Texto citado:
⁂

Pero los políticos y sus sicarios decidieron que los medios eran la forma de
enaltecerse y de denigrar a los demás, que había que dar circo y propaganda.
Todo era comunicación, imagen. No importa que la realidad se vaya degradando
mientras tengas los medios para transmitirla acorde con tu visión. Ya no
miramos lo que nos rodea; buscamos su imagen en las múltiples pantallas que nos
miran y seducen con sus interpretaciones coloristas o escandalosas.
España
no produce "cultura"; produce "espectáculos". La diferencia
es esencial. La cultura busca llenar las mentes; el espectáculo, llenar las
salas. Para lo primero todo es exigencia; para lo segundo, todo deben ser
facilidades. Esta pobre España del espectáculo es la que se desarrolla los
fines de semana, la que busca "puentes", la que te exige que estés
pensando en ella todo el día como obsesión con un "qué voy a hacer",
exasperante estado de disponibilidad para el sistema, hoy bloqueado porque no
se puede atender a tanta "distracción" como se nos solicita para que
funcione. ¡"San Bartolo", dice con ingenio la publicidad de la bebida
con chispa! ¡Gran acierto en el reconocimiento del santo patrón común!

⁂

Material proporcionado:

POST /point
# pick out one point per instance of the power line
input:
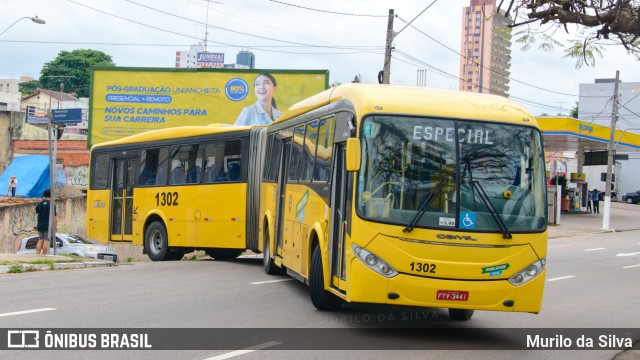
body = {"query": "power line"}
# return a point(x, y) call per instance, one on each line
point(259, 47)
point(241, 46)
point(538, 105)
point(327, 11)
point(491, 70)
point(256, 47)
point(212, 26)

⁂

Conjunto de tareas:
1. Transcribe del texto sobre la España del espectáculo el fragmento que va desde "Todo era comunicación, imagen." hasta "coloristas o escandalosas.", este incluido.
2. Enumera todas las palabras y expresiones que el texto sobre la España del espectáculo pone entre comillas.
3. Prosigue el texto sobre la España del espectáculo a partir de su última frase.
Este material no es necesario para nada.

Respuestas:
1.
Todo era comunicación, imagen. No importa que la realidad se vaya degradando
mientras tengas los medios para transmitirla acorde con tu visión. Ya no
miramos lo que nos rodea; buscamos su imagen en las múltiples pantallas que nos
miran y seducen con sus interpretaciones coloristas o escandalosas.

2.
- cultura
- espectáculos
- puentes
- qué voy a hacer
- distracción
- San Bartolo

3.
La
incapacidad para ver la sutil diferencia que hay entre dos teatros llenos —uno
con cultura, el otro con espectáculo—, el hecho de que sea más fácil llenarlo
con bazofia que con algo que nos haga pensar y crecer, es parte de nuestro drama
de culebrón de moco tendido.
Aquellos
que deberían fomentar la cultura se han acostumbrado, como en otros campos, a que
el número es lo importante —¡ah, las cifras!—, lo decisivo. Y con esos
criterios, queda en caída libre cualquier cosa que nos haga madurar como
individuos y sociedad.
La hipocresía repugnante que preside el debate
sobre los medios públicos porque son "pagados por todos", solo
encubre el deseo empresarial de que les dejen el campo despejado a los privados
para la consecución de las masas aburridas, ávidas de espectáculos.
Es
necesario comprender —¡otra obviedad vergonzosa!— la complementariedad de ambos
sistemas, educación y cultura, para poner remedio a lo que de otra forma no lo
tiene. Es más fácil educar en una sociedad culta que en una que no lo es; es más
fácil que surja el interés y la curiosidad, motores intelectuales.
¿"Matemáticas",
"comprensión lectora", "competencia científica"? ¿Para qué? ¿Para qué quieres
"comprensión lectora", si se trata de que no entiendas lo que firmas
con el banco, que te cuelen las preferentes? ¿Para qué quieres "competencia
científica" si has apostado por ladrillos y turismo y expulsas a los que
son especialmente competentes en ese campo?
Vemos
cada día el retroceso del cultural y el deterioro de lo educativo. Al sistema
cultural del espectáculo, se le quiere poner ahora como complemento una concepción laboralista de la educación, un
finalismo de un trabajo inexistente, degradado, para los jóvenes, verdaderos
explotados en los dos extremos del sistema económico: como trabajo mendicante
mal pagado, por un lado, y convertidos, en el otro, en compulsivos consumistas,
en un sector al que se destinan los más infames reclamos con tal de vender.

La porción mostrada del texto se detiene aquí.